Items listed in a dataset:
■ ■ ■ ■ ■ ■ ■

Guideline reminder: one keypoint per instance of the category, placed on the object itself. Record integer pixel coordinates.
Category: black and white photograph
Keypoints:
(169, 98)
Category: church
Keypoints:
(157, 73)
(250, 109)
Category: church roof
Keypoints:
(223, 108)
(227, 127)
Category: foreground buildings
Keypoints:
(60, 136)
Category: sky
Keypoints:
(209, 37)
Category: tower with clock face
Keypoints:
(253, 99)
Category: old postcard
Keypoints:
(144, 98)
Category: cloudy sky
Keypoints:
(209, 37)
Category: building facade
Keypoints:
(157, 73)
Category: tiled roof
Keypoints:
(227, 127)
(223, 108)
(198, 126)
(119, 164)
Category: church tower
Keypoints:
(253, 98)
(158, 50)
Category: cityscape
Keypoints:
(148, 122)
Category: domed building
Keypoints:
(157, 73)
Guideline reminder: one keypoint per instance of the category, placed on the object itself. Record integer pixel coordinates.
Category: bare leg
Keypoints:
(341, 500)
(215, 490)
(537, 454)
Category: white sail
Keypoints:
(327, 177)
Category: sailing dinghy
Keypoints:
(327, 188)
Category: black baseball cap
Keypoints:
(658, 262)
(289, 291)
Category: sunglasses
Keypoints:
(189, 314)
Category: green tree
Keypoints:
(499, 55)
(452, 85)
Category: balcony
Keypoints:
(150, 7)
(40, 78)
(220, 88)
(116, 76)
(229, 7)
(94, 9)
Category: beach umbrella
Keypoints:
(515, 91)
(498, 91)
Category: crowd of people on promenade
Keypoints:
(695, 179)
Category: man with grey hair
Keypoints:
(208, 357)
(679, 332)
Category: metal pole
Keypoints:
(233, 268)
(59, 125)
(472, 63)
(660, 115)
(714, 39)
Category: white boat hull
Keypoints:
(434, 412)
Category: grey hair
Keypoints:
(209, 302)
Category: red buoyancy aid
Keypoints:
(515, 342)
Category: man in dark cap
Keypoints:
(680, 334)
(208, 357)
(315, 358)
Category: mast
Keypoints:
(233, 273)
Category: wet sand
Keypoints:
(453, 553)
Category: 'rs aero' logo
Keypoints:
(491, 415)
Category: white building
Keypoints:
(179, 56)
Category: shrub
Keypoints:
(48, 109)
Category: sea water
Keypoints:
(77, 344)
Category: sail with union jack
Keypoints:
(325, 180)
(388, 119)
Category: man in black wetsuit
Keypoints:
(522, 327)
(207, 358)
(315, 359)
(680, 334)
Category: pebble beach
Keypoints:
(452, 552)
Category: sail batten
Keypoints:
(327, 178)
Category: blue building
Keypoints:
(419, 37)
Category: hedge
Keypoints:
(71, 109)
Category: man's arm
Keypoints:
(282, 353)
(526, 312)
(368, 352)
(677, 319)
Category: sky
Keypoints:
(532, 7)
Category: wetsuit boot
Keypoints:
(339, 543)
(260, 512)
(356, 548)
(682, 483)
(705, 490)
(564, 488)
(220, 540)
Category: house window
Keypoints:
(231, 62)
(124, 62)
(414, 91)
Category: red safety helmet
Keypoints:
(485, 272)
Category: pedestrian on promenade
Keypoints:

■ ■ ■ ■ ■ ■ ■

▸ WHAT IS NEEDED: Transcribe each entry verbatim, leaving none out.

▸ SOLUTION TO THIS TASK:
Guideline reminder: one keypoint per instance of the category, placed on the object itself. Record integer pixel coordinates.
Category: black and white photograph
Keypoints:
(169, 98)
Category: church
Keypoints:
(157, 73)
(250, 109)
Category: church roof
Keypoints:
(223, 108)
(227, 127)
Category: foreground buildings
Keypoints:
(60, 136)
Category: sky
Keypoints:
(209, 37)
Category: tower with clock face
Keypoints:
(253, 99)
Category: old postcard
Keypoints:
(144, 98)
Category: cloudy sky
Keypoints:
(209, 37)
Category: building facade
Keypoints:
(157, 73)
Category: tiled roof
Keypoints:
(227, 127)
(223, 108)
(198, 126)
(119, 164)
Category: church tower
Keypoints:
(253, 98)
(158, 50)
Category: cityscape
Keypoints:
(148, 122)
Category: domed building
Keypoints:
(157, 73)
Guideline reminder: one keypoint per instance of the category, placed on the object itself. Record integer pixel coordinates.
Category: bare leg
Keypoints:
(341, 500)
(215, 490)
(537, 454)
Category: white sail
Keypoints:
(327, 177)
Category: sailing dinghy
Keypoints:
(327, 188)
Category: black baseball cap
Keypoints:
(658, 262)
(289, 291)
Category: sunglasses
Keypoints:
(189, 314)
Category: green tree
Keypoints:
(499, 55)
(452, 85)
Category: balcony
Keypoints:
(150, 7)
(40, 78)
(220, 88)
(116, 76)
(229, 7)
(94, 9)
Category: beach umbrella
Keypoints:
(515, 91)
(498, 91)
Category: crowd of people on promenade
Keypoints:
(695, 179)
Category: man with grey hair
Keypoints:
(208, 357)
(679, 332)
Category: metal pole
Keypoints:
(233, 268)
(59, 125)
(472, 63)
(660, 115)
(714, 39)
Category: white boat hull
Keypoints:
(434, 412)
Category: grey hair
Keypoints:
(209, 302)
Category: red buoyancy aid
Keypoints:
(515, 342)
Category: man in dark cap
Keypoints:
(680, 334)
(208, 357)
(315, 358)
Category: mast
Keypoints:
(233, 273)
Category: wet sand
Keypoints:
(453, 553)
Category: 'rs aero' logo
Keypoints:
(491, 415)
Category: white building
Keypoints:
(179, 56)
Category: shrub
Keypoints:
(48, 109)
Category: sea water
Keypoints:
(77, 344)
Category: sail with union jack
Keypoints:
(325, 180)
(388, 119)
Category: man in black wetsuit
Keypoints:
(522, 327)
(207, 358)
(315, 359)
(680, 334)
Category: pebble beach
Keypoints:
(452, 552)
Category: sail batten
Keypoints:
(327, 178)
Category: blue building
Keypoints:
(419, 37)
Category: hedge
Keypoints:
(71, 109)
Category: man's arm
Keypoints:
(282, 353)
(526, 312)
(368, 352)
(677, 319)
Category: sky
Keypoints:
(532, 7)
Category: wetsuit boot
Keypoints:
(339, 543)
(260, 512)
(356, 548)
(682, 483)
(705, 490)
(564, 488)
(220, 540)
Category: house window
Keypoints:
(231, 62)
(124, 62)
(414, 91)
Category: red safety helmet
Keypoints:
(485, 272)
Category: pedestrian on promenade
Keypoints:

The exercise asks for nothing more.